_Stated problem_.
Leave out the pictures and repeat the data exactly.
[start Provided information]
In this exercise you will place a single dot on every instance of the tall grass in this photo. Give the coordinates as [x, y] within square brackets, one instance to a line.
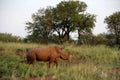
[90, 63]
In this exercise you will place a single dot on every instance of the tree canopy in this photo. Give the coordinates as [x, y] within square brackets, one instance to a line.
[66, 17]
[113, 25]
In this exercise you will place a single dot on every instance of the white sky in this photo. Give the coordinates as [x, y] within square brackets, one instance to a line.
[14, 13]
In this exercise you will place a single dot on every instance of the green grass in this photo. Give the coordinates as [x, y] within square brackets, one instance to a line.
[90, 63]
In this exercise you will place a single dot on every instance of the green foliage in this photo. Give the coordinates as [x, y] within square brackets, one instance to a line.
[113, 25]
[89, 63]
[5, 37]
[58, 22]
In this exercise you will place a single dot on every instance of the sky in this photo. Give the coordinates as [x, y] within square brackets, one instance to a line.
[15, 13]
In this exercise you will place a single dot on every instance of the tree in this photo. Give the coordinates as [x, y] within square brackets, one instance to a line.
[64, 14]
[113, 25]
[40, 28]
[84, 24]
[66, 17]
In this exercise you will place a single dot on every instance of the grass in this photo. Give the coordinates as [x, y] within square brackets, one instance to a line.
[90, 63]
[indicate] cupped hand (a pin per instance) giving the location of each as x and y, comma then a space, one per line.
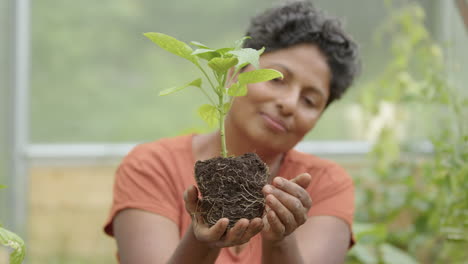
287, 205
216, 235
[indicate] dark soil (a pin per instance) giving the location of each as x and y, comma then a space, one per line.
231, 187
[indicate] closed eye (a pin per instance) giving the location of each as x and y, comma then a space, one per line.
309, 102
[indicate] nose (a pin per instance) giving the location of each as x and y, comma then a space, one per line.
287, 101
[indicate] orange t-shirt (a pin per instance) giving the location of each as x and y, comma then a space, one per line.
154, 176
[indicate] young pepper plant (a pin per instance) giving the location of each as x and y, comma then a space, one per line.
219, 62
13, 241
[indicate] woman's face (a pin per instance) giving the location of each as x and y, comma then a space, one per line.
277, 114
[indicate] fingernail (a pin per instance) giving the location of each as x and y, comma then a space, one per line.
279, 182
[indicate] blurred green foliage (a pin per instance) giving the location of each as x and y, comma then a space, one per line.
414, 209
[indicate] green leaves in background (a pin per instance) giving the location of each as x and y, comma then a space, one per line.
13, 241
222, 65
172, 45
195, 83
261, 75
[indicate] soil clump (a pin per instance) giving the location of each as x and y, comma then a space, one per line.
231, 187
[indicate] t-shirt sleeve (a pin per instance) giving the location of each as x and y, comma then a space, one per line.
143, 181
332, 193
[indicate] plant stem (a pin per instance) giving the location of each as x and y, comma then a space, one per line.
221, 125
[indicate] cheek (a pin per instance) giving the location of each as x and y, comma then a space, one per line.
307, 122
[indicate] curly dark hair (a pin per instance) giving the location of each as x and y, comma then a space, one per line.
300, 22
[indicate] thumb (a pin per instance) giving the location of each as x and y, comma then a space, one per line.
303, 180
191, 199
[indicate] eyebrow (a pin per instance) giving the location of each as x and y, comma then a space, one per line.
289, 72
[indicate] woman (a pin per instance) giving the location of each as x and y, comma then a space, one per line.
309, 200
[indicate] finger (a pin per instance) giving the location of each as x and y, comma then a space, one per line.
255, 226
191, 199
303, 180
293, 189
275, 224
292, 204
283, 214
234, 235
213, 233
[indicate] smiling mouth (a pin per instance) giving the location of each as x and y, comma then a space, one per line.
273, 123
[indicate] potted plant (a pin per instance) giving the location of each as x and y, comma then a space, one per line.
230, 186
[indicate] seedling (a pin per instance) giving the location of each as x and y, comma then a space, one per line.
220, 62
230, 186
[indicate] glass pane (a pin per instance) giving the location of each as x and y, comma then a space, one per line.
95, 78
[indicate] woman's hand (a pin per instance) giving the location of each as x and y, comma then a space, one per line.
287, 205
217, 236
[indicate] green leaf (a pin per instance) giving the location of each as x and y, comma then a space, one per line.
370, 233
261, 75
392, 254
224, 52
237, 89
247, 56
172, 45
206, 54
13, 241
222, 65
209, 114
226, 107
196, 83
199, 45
[end Provided information]
_Response below_.
In this exercise you will place a single dot on every instance of the tall grass in this photo. Give the coordinates as [x, y] within square brackets, one instance to a line.
[90, 63]
In this exercise you will place a single dot on every instance of the tree canopy in this photo. Give the coordinates as [x, y] within square brackets, one instance to a line.
[66, 17]
[113, 25]
In this exercise you will place a single dot on every instance of the white sky in this photo. Give the coordinates as [x, y] within square brackets, one instance to a line.
[14, 13]
In this exercise you will place a single dot on every instance of the green grass in this photo. Give the coordinates as [x, y] within square brackets, one instance to a line.
[90, 63]
In this exercise you will place a single dot on every instance of the green foliage in this photo. Give the coordinates as [x, y] within square brackets, one instance to a line.
[113, 25]
[89, 63]
[5, 37]
[58, 22]
In this exercise you will place a single dot on every instance of the sky in this photo. Give the coordinates as [x, y] within square brackets, one instance to a line.
[15, 13]
In this exercise you will place a single dot on every instance of the tree in this photo. Give the coordinates as [x, y] within square brackets, one instance to a line.
[64, 14]
[113, 25]
[40, 28]
[84, 24]
[66, 17]
In this exercise you will place a single dot on every instance of the grass in this photo. Give the coordinates as [x, y] within square brackets, one instance to a line.
[90, 63]
[indicate] cupped hand (a pin per instance) giving the location of each as x and y, comma then a space, one per line.
287, 205
216, 235
[indicate] dark soil (a pin per instance) giving the location of each as x and y, comma then a space, one per line.
231, 187
[indicate] closed eye (a pin per instance) giving the location of each as x and y, comma then a space, one per line.
309, 102
[indicate] nose (a pin per instance) giving the location of each as x and y, comma then a space, one per line.
287, 101
[indicate] orange t-shirt (a pin per instance) giving the location of each as x and y, comma then a space, one per line.
154, 176
[indicate] young pepper plant (a pin per instance) giving the location of each as x and y, comma then a space, one per line.
219, 62
13, 241
[indicate] woman's face (a pin per instance) giving the location of each as x and y, comma then a space, one per line.
277, 114
[indicate] fingernail (a pin per instance) giving the location of each as x and y, comma then a space, one per line.
279, 182
[indicate] blurred green foliage (a pin per instance) giving the location of each as x and y, comma then a space, one per line.
414, 209
[indicate] green leaves in background (a pin per instance) giving the location of each as x and y, comma then a space, one per line.
13, 241
222, 65
172, 45
195, 83
261, 75
[indicate] soil clump (a pin per instance) giving the location of each as x and y, comma then a space, one per line.
231, 187
[indicate] t-shirt sleeve (a pin per instance) giving the location of each as x and y, comma then a space, one per line.
143, 181
332, 193
[indicate] plant stem (a pin per instance) giving the location of each as x and y, comma then a space, one per line.
221, 125
[indicate] cheek (a pin per instance) giving the location of each as x and y, comma then a space, one per line.
307, 122
[indicate] curly dark hair (a pin per instance) giving the location of each as x and y, comma then a space, one per line.
300, 22
[indicate] thumb (a pin per instance) giving the location of each as x and y, comma then a space, one per line.
303, 180
191, 199
[indicate] eyebrow (a pin per instance) giving the location of each as x and y, comma then a space, one per line.
289, 72
[indicate] woman (a pin per instance) giving the location of each as x and y, comma then a space, one per line.
309, 200
[indicate] finger (a pin per instance) giving the location of each as x and y, comma then a space, one per line.
255, 226
191, 199
303, 180
293, 189
275, 224
292, 204
283, 214
234, 235
213, 233
[indicate] smiling mouth (a pin per instance) giving the location of each as x and y, comma then a space, one per line.
273, 123
[indicate] potted plant (a pin per instance) giving the location of each as x and y, comma then a space, one per line.
230, 186
[indicate] seedling (a pin per instance) giving the location of each as x and y, comma then a space, one per line.
220, 62
230, 186
[indicate] glass pane (a pin per instance) giving the location of each as x and y, comma then a space, one per line.
95, 78
[indicate] woman's hand (a pin per instance) giving the location of each as x and y, comma then a space, one per line.
287, 205
217, 236
[indicate] green leaf (a pin per instance) giving the location of each as x and y, comma then a space, one per line.
370, 233
261, 75
392, 254
224, 52
237, 89
247, 56
172, 45
206, 54
13, 241
222, 65
209, 114
226, 107
196, 83
199, 45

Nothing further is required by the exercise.